RAW DATA Block Start
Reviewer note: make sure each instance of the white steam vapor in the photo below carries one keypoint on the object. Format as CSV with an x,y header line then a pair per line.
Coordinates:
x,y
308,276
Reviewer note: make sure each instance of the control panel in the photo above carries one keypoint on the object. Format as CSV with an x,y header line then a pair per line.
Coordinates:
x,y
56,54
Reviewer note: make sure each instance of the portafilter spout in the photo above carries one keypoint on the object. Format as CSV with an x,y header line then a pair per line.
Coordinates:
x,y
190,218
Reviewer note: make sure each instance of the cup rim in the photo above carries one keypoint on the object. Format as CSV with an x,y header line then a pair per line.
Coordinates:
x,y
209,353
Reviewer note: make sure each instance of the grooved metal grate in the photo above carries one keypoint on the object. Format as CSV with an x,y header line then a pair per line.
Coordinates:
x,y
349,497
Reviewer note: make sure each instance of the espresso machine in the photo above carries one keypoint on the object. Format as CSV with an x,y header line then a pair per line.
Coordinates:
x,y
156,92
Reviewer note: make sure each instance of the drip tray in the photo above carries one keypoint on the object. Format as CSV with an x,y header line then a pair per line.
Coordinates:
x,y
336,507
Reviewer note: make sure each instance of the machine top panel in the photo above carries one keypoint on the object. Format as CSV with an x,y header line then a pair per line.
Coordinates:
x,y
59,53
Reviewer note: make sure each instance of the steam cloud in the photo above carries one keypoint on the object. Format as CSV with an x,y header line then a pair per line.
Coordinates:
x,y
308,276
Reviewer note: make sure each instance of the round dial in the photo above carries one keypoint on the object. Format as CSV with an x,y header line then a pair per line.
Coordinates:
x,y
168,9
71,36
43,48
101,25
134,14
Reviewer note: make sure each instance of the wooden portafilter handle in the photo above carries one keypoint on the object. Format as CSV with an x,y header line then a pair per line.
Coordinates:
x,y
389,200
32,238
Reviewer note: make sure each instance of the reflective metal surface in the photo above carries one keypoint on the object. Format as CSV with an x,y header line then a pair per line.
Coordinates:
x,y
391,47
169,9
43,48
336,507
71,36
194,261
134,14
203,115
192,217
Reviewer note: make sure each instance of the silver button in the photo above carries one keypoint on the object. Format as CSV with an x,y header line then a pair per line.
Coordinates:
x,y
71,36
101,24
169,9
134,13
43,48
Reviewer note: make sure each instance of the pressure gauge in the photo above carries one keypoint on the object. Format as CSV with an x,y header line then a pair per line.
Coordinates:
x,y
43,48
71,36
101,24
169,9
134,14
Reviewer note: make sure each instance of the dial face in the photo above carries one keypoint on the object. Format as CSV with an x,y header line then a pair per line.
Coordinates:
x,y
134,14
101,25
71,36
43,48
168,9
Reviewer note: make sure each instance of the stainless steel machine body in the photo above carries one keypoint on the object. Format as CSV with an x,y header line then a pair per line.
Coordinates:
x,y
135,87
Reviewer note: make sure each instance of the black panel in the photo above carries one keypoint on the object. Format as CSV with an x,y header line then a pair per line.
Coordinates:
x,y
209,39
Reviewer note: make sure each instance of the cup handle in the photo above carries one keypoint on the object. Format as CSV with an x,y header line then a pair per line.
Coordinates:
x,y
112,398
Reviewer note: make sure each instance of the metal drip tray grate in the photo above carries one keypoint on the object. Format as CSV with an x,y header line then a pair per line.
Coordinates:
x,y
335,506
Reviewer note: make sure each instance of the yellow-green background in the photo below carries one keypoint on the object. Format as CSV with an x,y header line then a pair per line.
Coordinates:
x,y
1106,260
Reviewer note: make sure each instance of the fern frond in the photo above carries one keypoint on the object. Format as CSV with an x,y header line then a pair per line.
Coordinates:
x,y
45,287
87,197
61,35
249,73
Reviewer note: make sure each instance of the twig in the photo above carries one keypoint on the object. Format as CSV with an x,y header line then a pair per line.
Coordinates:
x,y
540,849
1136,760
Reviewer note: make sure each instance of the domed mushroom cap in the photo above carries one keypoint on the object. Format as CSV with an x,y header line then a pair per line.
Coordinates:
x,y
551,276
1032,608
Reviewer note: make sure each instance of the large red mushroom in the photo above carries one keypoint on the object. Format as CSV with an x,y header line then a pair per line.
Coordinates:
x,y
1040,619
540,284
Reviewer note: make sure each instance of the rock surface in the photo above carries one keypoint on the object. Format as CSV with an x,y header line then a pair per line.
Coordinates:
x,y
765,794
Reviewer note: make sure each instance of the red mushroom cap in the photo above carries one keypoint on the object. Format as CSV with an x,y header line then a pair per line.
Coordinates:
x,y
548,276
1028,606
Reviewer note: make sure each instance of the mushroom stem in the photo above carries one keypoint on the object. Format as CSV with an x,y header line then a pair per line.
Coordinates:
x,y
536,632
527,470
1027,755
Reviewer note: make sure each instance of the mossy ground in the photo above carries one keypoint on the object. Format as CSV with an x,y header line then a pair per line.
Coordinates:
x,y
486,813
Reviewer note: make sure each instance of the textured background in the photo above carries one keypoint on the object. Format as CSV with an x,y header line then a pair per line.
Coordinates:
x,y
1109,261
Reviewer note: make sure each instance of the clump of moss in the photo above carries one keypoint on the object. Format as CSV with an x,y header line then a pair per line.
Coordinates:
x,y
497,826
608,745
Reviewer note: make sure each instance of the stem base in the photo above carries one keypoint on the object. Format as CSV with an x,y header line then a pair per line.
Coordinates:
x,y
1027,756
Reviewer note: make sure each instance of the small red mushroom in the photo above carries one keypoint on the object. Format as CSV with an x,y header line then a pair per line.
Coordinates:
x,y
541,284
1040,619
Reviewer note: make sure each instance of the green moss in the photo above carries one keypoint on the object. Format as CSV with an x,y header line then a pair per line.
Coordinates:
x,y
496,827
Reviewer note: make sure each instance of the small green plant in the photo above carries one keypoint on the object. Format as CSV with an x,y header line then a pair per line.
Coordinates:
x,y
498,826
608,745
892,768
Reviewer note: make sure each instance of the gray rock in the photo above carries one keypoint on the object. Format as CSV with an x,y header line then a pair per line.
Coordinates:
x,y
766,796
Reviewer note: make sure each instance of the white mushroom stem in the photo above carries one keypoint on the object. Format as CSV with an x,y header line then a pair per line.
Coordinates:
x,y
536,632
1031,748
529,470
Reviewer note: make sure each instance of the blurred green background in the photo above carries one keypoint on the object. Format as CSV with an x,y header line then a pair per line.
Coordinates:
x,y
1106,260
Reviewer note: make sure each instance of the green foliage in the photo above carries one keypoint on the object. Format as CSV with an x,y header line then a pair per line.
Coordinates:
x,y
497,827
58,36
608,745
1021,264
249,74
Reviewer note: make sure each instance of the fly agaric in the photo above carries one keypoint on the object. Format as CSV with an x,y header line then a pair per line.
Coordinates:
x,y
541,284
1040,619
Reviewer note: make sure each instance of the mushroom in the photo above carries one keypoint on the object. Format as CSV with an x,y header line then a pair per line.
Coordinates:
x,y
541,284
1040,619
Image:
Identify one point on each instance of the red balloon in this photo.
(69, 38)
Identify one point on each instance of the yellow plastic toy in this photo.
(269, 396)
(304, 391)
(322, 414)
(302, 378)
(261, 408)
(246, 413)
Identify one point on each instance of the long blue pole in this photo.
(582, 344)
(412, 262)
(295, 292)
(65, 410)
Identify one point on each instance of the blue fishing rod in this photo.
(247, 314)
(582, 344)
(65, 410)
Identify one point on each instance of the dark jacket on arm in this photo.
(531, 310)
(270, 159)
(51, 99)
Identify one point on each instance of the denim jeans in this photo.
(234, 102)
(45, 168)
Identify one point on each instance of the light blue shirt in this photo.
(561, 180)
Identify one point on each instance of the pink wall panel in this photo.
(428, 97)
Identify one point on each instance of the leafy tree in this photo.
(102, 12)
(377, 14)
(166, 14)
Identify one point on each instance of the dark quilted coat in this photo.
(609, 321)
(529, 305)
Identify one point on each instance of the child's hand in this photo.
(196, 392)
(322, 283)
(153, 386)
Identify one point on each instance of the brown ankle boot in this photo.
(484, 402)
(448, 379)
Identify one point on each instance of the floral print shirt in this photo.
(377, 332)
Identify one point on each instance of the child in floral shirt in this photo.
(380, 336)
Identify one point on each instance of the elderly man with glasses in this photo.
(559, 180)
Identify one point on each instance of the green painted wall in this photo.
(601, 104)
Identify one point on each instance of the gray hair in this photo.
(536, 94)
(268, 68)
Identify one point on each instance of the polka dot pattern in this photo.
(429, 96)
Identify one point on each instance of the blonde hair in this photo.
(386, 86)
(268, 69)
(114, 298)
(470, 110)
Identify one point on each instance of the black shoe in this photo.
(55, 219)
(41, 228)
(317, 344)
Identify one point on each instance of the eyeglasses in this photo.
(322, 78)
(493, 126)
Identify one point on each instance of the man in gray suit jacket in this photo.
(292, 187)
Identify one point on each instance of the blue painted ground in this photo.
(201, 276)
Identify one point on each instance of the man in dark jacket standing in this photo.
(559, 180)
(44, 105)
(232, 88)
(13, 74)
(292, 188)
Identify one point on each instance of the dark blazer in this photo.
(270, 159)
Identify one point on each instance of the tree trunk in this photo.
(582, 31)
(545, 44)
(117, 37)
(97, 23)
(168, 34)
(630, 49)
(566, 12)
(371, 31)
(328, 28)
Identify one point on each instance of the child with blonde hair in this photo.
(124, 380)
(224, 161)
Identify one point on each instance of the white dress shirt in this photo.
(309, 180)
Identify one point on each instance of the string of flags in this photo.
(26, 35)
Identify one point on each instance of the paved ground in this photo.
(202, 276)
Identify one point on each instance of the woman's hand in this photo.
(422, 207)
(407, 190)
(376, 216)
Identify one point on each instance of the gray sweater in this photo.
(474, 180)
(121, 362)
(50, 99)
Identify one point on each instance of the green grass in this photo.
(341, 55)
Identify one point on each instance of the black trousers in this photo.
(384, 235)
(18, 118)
RAW DATA Block End
▸ REQUIRED WORK: For every line above with the word "surface" in it, make a copy.

▸ EXERCISE OUTPUT:
Reviewer note: make sure each instance of the reflective metal surface in the photo above carries one keypoint on the object. Format as CSV with an x,y header line then a pair per line.
Reviewer note: make sure each instance of the rock surface in the photo above carries one keypoint on the object. Format as CSV with an x,y header line then a pair per line.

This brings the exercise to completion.